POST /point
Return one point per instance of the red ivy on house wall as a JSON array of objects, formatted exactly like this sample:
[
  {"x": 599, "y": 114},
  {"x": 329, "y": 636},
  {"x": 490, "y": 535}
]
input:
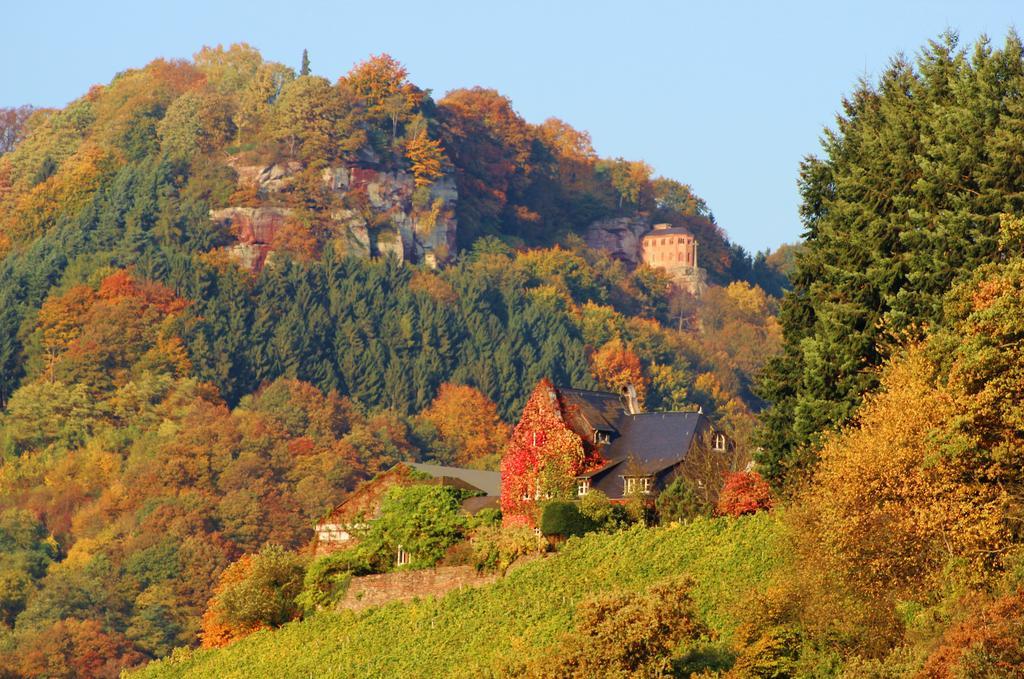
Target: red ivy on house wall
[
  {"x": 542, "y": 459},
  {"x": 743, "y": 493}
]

* * *

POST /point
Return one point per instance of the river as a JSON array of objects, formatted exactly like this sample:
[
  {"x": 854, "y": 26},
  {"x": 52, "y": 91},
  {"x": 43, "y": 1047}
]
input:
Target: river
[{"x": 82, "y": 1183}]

* * *

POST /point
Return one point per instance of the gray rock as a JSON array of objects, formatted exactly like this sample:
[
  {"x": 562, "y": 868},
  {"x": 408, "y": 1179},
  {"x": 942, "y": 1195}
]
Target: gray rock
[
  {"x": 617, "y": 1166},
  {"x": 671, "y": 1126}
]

* * *

Find and copy each line of the data where "sample" is present.

Return one point per instance of the red ivy on house wall as a JSON array of objects, formatted exactly like this sample:
Return one point per instance of the river as a JSON array of objects, formatted exactly like this sample:
Return one point per instance of the gray rock as a JSON array of objects, formatted exactly like this sample:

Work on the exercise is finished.